>> START

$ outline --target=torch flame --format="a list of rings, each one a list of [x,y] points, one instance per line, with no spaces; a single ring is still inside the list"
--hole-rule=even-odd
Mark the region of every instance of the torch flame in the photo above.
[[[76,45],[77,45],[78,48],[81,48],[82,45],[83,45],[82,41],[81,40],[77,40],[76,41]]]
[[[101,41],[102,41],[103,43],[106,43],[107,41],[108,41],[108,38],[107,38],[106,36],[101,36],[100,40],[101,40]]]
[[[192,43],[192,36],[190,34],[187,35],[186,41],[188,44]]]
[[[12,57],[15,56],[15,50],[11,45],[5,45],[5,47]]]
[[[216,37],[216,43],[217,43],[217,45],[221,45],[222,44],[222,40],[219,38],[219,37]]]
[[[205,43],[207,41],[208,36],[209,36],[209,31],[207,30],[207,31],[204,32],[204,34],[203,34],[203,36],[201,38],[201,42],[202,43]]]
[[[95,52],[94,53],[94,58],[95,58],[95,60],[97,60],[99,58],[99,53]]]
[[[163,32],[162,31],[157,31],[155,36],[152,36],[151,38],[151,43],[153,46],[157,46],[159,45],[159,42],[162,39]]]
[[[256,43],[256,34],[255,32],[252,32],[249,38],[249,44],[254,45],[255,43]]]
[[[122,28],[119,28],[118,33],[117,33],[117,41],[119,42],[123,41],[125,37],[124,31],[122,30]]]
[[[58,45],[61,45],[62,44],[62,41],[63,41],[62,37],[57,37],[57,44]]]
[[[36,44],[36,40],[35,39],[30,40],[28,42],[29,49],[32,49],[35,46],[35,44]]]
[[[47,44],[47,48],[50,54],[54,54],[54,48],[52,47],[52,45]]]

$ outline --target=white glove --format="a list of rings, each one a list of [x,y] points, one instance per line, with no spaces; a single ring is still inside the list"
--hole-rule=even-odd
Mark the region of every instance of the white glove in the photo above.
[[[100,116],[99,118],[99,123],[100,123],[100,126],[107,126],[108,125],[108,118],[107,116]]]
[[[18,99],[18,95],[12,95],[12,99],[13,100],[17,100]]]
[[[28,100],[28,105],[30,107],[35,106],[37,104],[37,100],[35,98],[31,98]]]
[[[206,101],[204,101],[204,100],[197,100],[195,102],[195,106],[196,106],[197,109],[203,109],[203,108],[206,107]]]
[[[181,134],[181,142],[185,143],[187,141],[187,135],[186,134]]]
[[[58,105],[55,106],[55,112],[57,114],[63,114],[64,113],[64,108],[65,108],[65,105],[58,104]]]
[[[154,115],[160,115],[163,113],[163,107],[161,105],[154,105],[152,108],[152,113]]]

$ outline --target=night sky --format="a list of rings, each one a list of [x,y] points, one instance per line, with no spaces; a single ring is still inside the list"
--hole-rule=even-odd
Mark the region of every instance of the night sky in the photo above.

>> END

- Description of the task -
Update the rows above by swapping every "hole-rule" for "fill-rule", and leave all else unchanged.

- Solution below -
$ outline --target=torch flame --format="a list of rings, each one a list of [x,y] points, one instance per line, with no spaces; a single ring is still inside the list"
--fill-rule=even-odd
Mark the region of every instance of the torch flame in the photo above.
[[[76,45],[77,45],[78,48],[81,48],[82,45],[83,45],[82,41],[81,40],[77,40],[76,41]]]
[[[101,41],[102,41],[103,43],[106,43],[107,41],[108,41],[108,38],[107,38],[106,36],[101,36],[100,40],[101,40]]]
[[[192,43],[192,36],[190,34],[187,35],[186,41],[188,44]]]
[[[12,57],[15,56],[15,50],[11,45],[5,45],[5,47]]]
[[[216,37],[216,43],[217,43],[217,45],[221,45],[222,44],[222,40],[219,38],[219,37]]]
[[[205,43],[207,41],[208,36],[209,36],[209,31],[207,30],[207,31],[204,32],[204,34],[203,34],[203,36],[201,38],[201,42],[202,43]]]
[[[95,52],[94,53],[94,58],[95,58],[95,60],[97,60],[99,58],[99,53]]]
[[[163,32],[162,31],[157,31],[155,36],[152,36],[151,38],[151,43],[153,46],[157,46],[159,45],[159,42],[162,39]]]
[[[256,43],[256,34],[255,32],[252,32],[249,38],[249,44],[254,45],[255,43]]]
[[[122,28],[119,28],[118,33],[117,33],[117,41],[119,42],[123,41],[125,37],[124,31],[122,30]]]
[[[58,45],[61,45],[62,44],[62,41],[63,41],[62,37],[57,37],[57,44]]]
[[[36,44],[36,40],[35,39],[30,40],[28,42],[29,49],[32,49],[35,46],[35,44]]]
[[[47,44],[47,48],[50,54],[54,54],[54,48],[52,47],[52,45]]]

$ outline --target=white glove --format="a list of rings, each one a list of [x,y] points, one instance per line, with no spaces; a single ring is still inside the list"
--fill-rule=even-odd
Mark the region of every instance of the white glove in the photo above.
[[[100,116],[99,118],[99,123],[100,123],[100,126],[107,126],[108,125],[108,118],[107,116]]]
[[[18,99],[18,95],[12,95],[12,99],[13,100],[17,100]]]
[[[28,100],[28,105],[30,107],[35,106],[37,104],[37,100],[35,98],[31,98]]]
[[[206,101],[204,101],[204,100],[197,100],[195,102],[195,106],[196,106],[197,109],[203,109],[203,108],[206,107]]]
[[[181,134],[181,142],[185,143],[187,141],[187,135],[186,134]]]
[[[58,105],[55,106],[55,112],[57,114],[63,114],[64,113],[64,108],[65,108],[65,105],[58,104]]]
[[[154,115],[160,115],[163,113],[163,107],[161,105],[154,105],[152,108],[152,113]]]

$ outline --target=night sky --format="a list of rings, each one a list of [x,y] points, one instance per line, with no spaces; a single ring is still inside the list"
--fill-rule=even-odd
Mark the region of every instance of the night sky in the photo above.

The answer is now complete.